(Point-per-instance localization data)
• • •
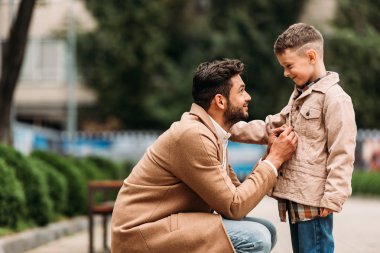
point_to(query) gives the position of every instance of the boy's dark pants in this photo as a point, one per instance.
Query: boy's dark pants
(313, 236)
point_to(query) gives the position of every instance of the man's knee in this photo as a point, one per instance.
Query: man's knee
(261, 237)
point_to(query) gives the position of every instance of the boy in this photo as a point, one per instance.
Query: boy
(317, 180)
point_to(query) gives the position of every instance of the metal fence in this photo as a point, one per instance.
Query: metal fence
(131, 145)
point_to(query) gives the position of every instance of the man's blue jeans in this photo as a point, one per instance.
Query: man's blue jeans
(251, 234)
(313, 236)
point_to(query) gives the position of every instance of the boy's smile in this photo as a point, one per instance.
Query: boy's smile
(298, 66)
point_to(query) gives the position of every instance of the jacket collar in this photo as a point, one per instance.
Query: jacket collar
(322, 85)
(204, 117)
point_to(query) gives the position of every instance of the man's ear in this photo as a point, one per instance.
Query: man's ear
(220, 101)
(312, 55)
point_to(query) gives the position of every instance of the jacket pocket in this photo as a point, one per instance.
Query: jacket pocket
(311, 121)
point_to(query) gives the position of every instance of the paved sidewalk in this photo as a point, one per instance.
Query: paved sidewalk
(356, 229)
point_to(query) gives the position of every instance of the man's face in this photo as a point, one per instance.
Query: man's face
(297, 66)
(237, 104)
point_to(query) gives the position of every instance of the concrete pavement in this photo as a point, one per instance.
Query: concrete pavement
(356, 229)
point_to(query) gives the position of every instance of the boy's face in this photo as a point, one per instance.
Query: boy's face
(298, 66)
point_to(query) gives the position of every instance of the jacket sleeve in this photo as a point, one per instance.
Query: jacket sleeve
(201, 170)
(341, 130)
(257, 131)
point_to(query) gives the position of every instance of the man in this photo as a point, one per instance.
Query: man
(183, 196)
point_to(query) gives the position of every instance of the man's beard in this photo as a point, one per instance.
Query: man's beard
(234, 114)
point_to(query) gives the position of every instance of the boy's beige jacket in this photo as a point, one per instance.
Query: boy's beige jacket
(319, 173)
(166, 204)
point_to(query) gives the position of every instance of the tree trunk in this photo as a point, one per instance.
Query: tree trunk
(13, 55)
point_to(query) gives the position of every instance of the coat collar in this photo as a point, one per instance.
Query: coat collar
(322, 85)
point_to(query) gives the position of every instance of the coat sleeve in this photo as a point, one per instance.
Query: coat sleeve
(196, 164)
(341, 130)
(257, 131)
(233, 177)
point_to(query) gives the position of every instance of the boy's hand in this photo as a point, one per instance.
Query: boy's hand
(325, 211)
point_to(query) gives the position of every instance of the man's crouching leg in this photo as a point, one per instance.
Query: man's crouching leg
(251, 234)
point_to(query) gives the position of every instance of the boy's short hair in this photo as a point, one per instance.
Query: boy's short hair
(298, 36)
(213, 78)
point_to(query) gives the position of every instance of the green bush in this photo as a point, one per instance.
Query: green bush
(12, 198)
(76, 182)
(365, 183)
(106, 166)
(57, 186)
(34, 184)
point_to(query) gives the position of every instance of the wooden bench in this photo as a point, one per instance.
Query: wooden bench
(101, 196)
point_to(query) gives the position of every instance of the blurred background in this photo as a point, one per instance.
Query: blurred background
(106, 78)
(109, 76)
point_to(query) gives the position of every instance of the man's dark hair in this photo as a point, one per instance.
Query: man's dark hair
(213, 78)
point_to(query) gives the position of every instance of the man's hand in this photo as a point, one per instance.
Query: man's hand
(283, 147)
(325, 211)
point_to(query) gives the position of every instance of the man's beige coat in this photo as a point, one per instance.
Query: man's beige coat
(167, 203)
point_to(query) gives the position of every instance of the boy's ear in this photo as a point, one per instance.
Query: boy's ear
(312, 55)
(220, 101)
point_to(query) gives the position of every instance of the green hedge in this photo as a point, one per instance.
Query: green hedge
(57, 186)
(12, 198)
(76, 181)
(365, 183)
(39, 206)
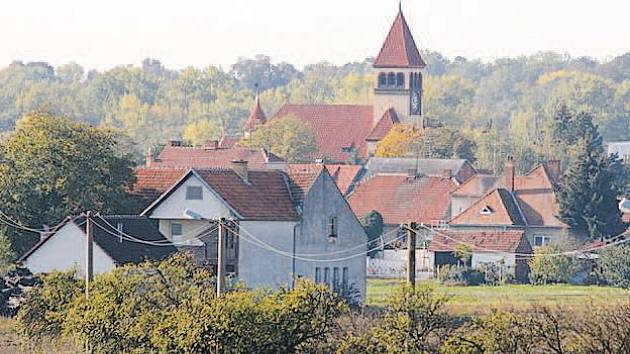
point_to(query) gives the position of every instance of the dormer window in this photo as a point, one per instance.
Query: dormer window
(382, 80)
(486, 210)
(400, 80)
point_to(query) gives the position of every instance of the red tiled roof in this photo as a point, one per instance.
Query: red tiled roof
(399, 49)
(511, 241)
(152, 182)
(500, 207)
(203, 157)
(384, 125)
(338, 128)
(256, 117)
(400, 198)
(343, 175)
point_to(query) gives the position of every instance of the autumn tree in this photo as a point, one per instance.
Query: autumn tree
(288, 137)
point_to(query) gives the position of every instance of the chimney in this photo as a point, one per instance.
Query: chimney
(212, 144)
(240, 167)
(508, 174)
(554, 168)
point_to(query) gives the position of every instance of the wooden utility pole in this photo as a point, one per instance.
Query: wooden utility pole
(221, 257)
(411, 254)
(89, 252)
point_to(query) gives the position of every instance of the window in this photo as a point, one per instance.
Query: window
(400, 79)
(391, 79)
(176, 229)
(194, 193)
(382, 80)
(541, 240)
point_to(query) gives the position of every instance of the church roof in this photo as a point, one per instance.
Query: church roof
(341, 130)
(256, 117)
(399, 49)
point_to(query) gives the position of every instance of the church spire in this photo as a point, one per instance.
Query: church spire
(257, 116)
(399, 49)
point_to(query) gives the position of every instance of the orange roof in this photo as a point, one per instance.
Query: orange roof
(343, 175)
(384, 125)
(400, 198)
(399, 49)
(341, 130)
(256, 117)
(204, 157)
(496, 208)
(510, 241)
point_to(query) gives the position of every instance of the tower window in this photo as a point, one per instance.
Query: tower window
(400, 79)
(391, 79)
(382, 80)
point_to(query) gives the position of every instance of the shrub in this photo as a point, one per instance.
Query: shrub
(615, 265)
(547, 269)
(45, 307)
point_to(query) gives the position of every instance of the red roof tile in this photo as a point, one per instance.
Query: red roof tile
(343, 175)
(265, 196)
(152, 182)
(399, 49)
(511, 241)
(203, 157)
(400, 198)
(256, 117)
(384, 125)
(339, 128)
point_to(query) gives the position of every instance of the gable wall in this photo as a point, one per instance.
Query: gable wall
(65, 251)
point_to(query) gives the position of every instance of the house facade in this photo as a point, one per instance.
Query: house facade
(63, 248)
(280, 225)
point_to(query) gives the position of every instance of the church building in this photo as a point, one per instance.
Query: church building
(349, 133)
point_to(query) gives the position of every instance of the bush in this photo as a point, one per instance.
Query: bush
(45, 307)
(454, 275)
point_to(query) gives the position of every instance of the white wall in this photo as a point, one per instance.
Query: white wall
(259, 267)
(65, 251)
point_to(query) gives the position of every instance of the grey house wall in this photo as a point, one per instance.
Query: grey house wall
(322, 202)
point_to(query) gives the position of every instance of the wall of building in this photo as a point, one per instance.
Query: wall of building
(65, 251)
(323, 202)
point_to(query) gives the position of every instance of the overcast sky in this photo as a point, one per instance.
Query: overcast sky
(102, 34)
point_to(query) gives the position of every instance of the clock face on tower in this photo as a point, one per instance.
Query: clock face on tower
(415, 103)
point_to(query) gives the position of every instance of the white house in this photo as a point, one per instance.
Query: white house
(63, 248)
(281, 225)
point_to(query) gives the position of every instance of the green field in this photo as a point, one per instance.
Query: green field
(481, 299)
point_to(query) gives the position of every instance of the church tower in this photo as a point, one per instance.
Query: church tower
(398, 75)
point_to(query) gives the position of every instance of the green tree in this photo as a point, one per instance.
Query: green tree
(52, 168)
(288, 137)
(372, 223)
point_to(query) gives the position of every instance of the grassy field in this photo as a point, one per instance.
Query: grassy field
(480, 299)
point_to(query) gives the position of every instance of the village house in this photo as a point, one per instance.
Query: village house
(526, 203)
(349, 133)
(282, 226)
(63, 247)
• • •
This exercise calls for the line containing "Query: white wall" and each line after it in the records, copied exactly.

WRITTEN SOLUTION ->
Query: white wall
(259, 267)
(65, 251)
point_to(query) gives the position of every instance of the grey house wall in this photo as a point, one per instance.
Query: grey house wall
(322, 202)
point_to(query) gives the position of every instance of the wall of building in this photo as a point, one per instance.
Query: wall of building
(65, 251)
(323, 202)
point_to(query) gives the position of every instance of the overcast sky in this photo as a point, one per instance.
Query: overcast sky
(102, 34)
point_to(query) gives the position of every instance of the clock face on tower in this photo as a point, one per instance.
Query: clock face on tower
(415, 103)
point_to(query) gives the position of every instance of the white house in this photo as a point, one per instance.
Query: white house
(63, 248)
(281, 225)
point_to(query) gives the position of every instance of the green field in this photo as a point, one per instance.
Query: green field
(481, 299)
point_to(query) gives the position of every instance of the church tower in this photo as a point, one per instance.
Query: church tower
(398, 75)
point_to(query) gives the position of every instance of the green tree in this photo as a point, one per instance.
Query: green tree
(52, 168)
(288, 137)
(372, 223)
point_to(query) gives the position of every instance of the grassy field in this photo as a point, one per instance.
Query: grassy field
(480, 299)
point_to(query) gives the position of every instance of the village house in this photo as a point, one per instance.
Query: village house
(526, 203)
(349, 133)
(282, 226)
(63, 247)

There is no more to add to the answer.